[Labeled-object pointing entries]
start

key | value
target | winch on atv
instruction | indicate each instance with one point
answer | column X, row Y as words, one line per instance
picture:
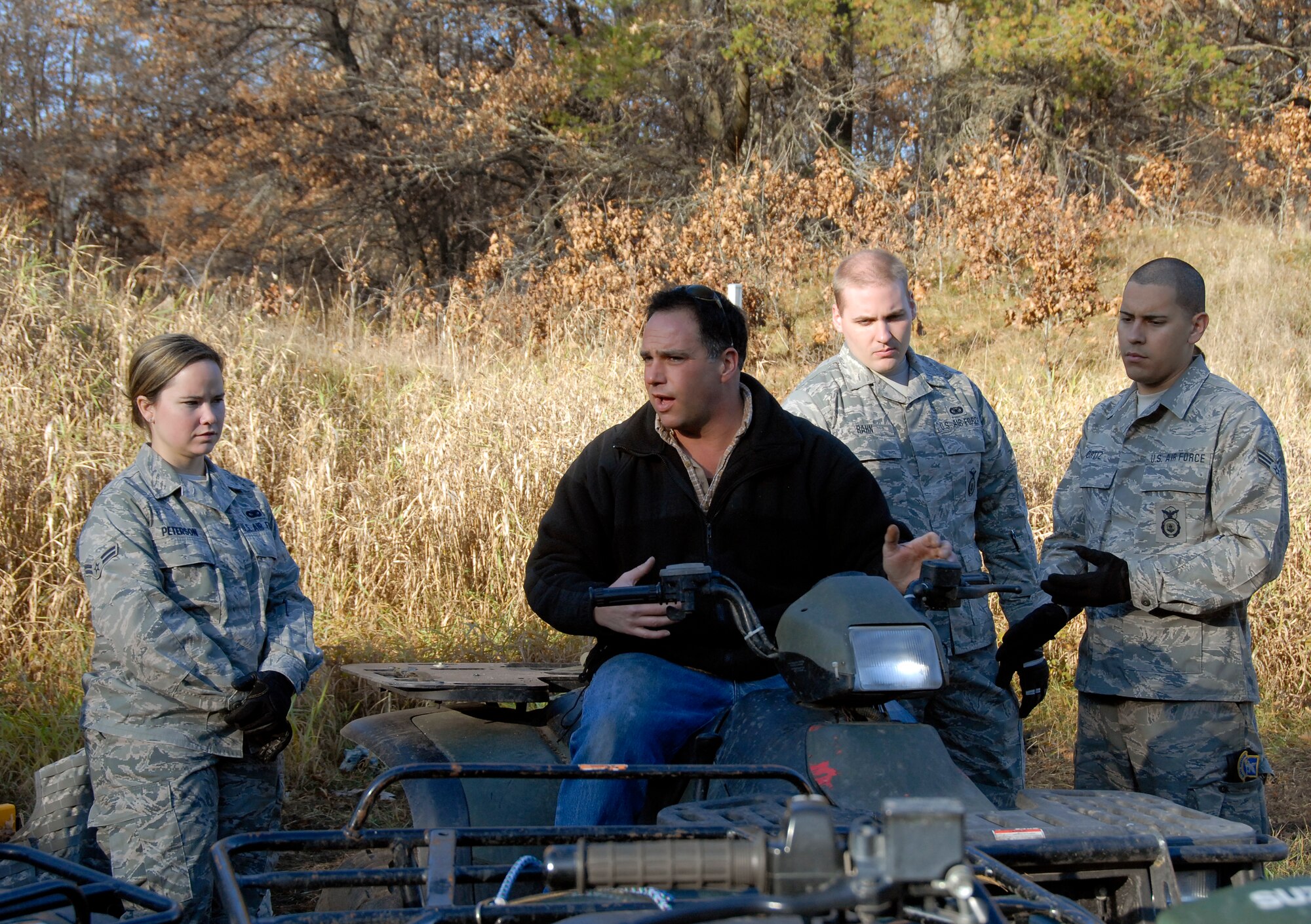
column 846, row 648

end
start

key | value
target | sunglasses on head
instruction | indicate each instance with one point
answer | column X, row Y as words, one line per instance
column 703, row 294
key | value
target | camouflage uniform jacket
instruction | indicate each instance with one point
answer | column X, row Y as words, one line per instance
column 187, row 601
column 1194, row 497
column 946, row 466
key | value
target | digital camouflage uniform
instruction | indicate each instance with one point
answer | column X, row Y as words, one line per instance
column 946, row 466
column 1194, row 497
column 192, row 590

end
start

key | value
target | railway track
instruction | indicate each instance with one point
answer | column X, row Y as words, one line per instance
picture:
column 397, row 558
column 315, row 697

end

*Work instructions*. List each line of the records that contains the string "uniform", matching case exactly.

*Answer*.
target | camouflage uniform jacket
target | digital camouflage uniform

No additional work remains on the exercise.